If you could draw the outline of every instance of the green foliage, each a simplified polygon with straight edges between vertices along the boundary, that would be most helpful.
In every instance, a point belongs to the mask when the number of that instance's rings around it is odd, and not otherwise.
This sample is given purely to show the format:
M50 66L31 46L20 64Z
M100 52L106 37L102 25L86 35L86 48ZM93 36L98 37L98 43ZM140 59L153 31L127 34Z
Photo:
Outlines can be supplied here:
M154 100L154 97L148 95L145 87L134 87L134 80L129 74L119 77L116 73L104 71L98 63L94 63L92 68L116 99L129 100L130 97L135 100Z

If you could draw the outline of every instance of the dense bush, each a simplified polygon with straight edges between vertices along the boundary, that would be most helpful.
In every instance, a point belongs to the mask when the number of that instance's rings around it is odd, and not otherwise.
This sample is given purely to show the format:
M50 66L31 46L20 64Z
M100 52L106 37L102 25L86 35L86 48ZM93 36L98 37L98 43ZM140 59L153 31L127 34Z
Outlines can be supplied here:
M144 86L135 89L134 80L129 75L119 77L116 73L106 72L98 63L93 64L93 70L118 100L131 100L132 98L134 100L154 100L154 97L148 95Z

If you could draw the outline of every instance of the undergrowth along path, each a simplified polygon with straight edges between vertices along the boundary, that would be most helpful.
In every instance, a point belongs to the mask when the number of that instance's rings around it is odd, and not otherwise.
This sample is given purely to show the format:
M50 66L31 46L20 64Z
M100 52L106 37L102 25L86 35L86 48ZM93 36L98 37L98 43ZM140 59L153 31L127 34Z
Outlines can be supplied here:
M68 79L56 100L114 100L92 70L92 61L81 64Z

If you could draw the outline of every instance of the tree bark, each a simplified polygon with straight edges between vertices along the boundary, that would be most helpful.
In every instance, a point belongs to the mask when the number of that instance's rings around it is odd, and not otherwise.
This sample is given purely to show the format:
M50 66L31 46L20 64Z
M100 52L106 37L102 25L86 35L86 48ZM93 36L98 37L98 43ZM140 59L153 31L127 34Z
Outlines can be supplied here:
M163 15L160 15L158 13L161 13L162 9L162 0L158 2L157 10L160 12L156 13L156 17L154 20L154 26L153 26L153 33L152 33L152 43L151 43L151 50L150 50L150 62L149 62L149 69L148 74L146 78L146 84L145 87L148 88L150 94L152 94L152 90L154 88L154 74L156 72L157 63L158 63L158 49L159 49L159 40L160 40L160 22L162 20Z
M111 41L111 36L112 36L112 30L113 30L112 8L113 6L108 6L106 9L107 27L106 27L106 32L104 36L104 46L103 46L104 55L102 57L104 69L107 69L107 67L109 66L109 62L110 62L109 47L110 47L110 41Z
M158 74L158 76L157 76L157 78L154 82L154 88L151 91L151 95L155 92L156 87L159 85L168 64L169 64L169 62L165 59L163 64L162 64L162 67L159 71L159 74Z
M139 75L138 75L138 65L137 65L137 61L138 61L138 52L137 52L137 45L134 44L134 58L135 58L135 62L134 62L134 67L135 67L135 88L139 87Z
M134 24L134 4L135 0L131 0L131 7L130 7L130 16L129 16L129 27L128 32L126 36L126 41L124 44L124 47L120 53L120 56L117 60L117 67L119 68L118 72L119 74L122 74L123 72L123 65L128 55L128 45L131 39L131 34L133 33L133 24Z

......

PROBLEM TO SOLVE ▸
Quote all of the records above word for word, from the first line to the last.

TASK ANSWER ▸
If you could draw the outline of every instance of the green foliage, each a simplified polygon with straight edges between vertices along the boundary, that would be most helpful.
In every instance, a point belongs to the mask when the number of that instance's rings around it is odd, and not otherwise.
This sample is given purely to show the format:
M50 66L31 46L20 64Z
M100 52L106 37L102 25L86 35L86 48ZM93 36L98 37L98 43ZM140 59L153 31L127 34Z
Photo:
Outlines can be supplied here:
M154 100L154 97L148 95L145 87L134 87L134 80L129 74L119 77L116 73L104 71L98 63L94 63L92 68L116 99L129 100L130 97L135 100Z

If you could draw the outline of every instance of the dense bush, each a simplified polygon with straight edges between vertices along the boundary, that would be most helpful.
In every instance, a point belongs to the mask when the number of that instance's rings around it is odd, and not otherwise.
This sample is given purely to show the format:
M50 66L31 46L20 64Z
M100 52L106 37L102 25L86 35L86 48ZM93 36L98 37L98 43ZM140 59L153 31L127 34Z
Outlines can be supplied here:
M144 86L135 89L134 80L129 75L119 77L116 73L106 72L98 63L93 64L93 70L118 100L131 100L132 98L134 100L154 100L154 97L148 95Z

If you could draw the outline of every instance of the undergrowth along path, each a simplified polygon with straight edges between vertices along the boundary, that would be most helpful.
In every instance, a point belongs to the mask when the number of that instance's rings around it is odd, and not otherwise.
This sample is given purely to show the format:
M50 66L31 46L20 64Z
M100 52L106 37L102 25L86 35L86 48ZM93 36L98 37L98 43ZM140 59L153 31L127 34Z
Outlines can be supplied here:
M68 79L56 100L114 100L92 70L92 61L81 64Z

If you could draw the outline of every instance of the tree bark, each a simplified polygon with straight edges between vertices along the boundary, that would be most helpful.
In every instance, a point belongs to the mask when the number of that instance's rings around it is odd, and not otherwise.
This sample is given purely to show the format:
M50 66L31 46L20 64Z
M100 52L106 37L102 25L86 35L86 48ZM93 36L98 37L98 43ZM140 59L153 31L127 34Z
Outlines can be supplied here:
M163 15L160 15L158 13L161 13L162 9L162 0L158 2L157 10L160 12L156 13L156 17L154 20L154 26L153 26L153 33L152 33L152 43L151 43L151 50L150 50L150 62L149 62L149 69L148 74L146 78L146 84L145 87L148 88L150 94L152 94L152 90L154 88L154 74L156 72L157 63L158 63L158 49L159 49L159 40L160 40L160 22L162 20Z
M111 41L111 36L112 36L112 30L113 30L112 8L113 6L108 6L106 9L107 27L106 27L106 32L104 36L104 46L103 46L104 55L102 57L104 69L107 69L107 67L109 66L109 62L110 62L109 47L110 47L110 41Z
M158 74L158 76L157 76L157 78L154 82L154 88L151 91L151 95L155 92L156 87L159 85L168 64L169 64L169 62L165 59L163 64L162 64L162 67L159 71L159 74Z
M139 75L138 75L138 65L137 65L137 61L138 61L138 52L137 52L137 45L134 44L134 58L135 58L135 62L134 62L134 67L135 67L135 88L139 87Z
M134 24L134 4L135 0L131 0L131 7L130 7L130 16L129 16L129 27L128 32L126 36L126 41L124 44L124 47L120 53L120 56L117 60L117 67L119 68L118 72L119 74L122 74L123 72L123 65L128 55L128 45L131 39L131 34L133 33L133 24Z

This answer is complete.